Within the records below, reproduce without change the lines from the line that has "Target: white neck" through the line that has "Target: bird's head", and only those.

The records:
------------------------------------------------------------
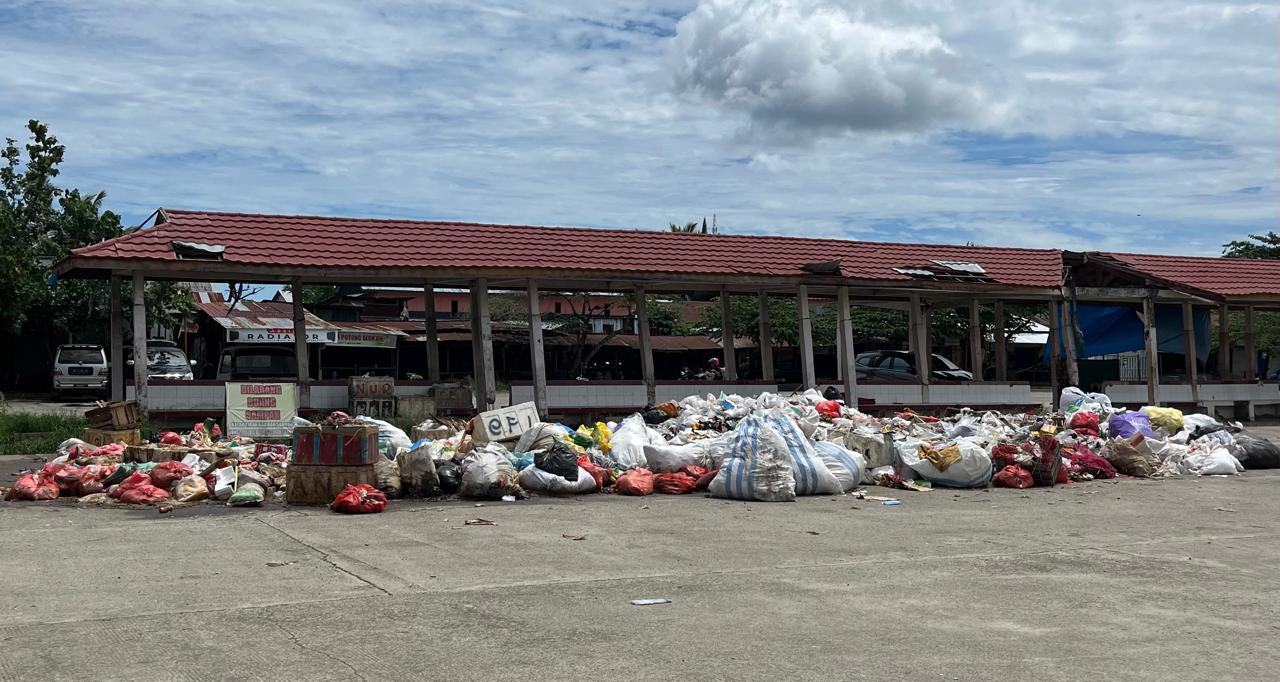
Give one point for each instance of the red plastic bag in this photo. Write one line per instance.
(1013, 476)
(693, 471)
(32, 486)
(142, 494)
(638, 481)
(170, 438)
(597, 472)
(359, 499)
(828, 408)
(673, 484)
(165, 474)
------------------------------------------------------------
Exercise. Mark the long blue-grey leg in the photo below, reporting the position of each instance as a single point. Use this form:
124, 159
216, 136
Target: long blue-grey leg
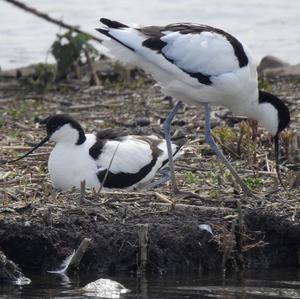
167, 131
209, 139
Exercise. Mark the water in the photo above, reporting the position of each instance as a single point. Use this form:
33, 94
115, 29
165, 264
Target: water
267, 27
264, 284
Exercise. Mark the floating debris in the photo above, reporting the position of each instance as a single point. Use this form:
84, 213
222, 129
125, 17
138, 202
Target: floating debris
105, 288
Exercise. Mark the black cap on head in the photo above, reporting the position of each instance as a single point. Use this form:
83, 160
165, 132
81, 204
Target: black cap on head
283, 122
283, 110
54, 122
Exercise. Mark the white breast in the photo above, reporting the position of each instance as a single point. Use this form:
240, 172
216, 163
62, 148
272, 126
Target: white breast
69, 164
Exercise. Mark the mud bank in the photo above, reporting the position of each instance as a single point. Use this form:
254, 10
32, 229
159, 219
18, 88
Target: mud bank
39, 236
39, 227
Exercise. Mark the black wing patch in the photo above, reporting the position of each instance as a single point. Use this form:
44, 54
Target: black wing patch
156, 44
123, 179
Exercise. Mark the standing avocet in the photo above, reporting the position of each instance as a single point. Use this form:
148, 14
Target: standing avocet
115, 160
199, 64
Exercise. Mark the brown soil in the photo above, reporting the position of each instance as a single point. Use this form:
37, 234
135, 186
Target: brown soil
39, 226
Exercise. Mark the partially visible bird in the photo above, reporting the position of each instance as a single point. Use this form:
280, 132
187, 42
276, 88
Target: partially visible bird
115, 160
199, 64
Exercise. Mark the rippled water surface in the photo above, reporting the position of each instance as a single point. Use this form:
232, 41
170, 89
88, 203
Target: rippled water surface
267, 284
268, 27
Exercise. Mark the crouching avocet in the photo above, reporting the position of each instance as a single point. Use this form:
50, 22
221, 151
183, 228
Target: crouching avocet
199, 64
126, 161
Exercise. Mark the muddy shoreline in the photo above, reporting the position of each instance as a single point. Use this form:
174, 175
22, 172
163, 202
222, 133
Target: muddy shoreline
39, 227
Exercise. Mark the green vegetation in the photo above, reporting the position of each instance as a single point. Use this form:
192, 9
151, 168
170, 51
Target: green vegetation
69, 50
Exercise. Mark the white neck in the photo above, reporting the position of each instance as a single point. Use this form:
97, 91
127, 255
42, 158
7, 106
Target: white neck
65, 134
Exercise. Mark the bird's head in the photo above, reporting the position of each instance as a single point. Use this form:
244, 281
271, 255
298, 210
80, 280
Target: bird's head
------------------------------------------------------------
Problem solution:
Target: white neck
65, 134
Exercise. Mark the bird's head in the photo above, reporting the position of each instance as a single point. Use this form:
244, 281
271, 255
298, 210
80, 280
Target: bird's head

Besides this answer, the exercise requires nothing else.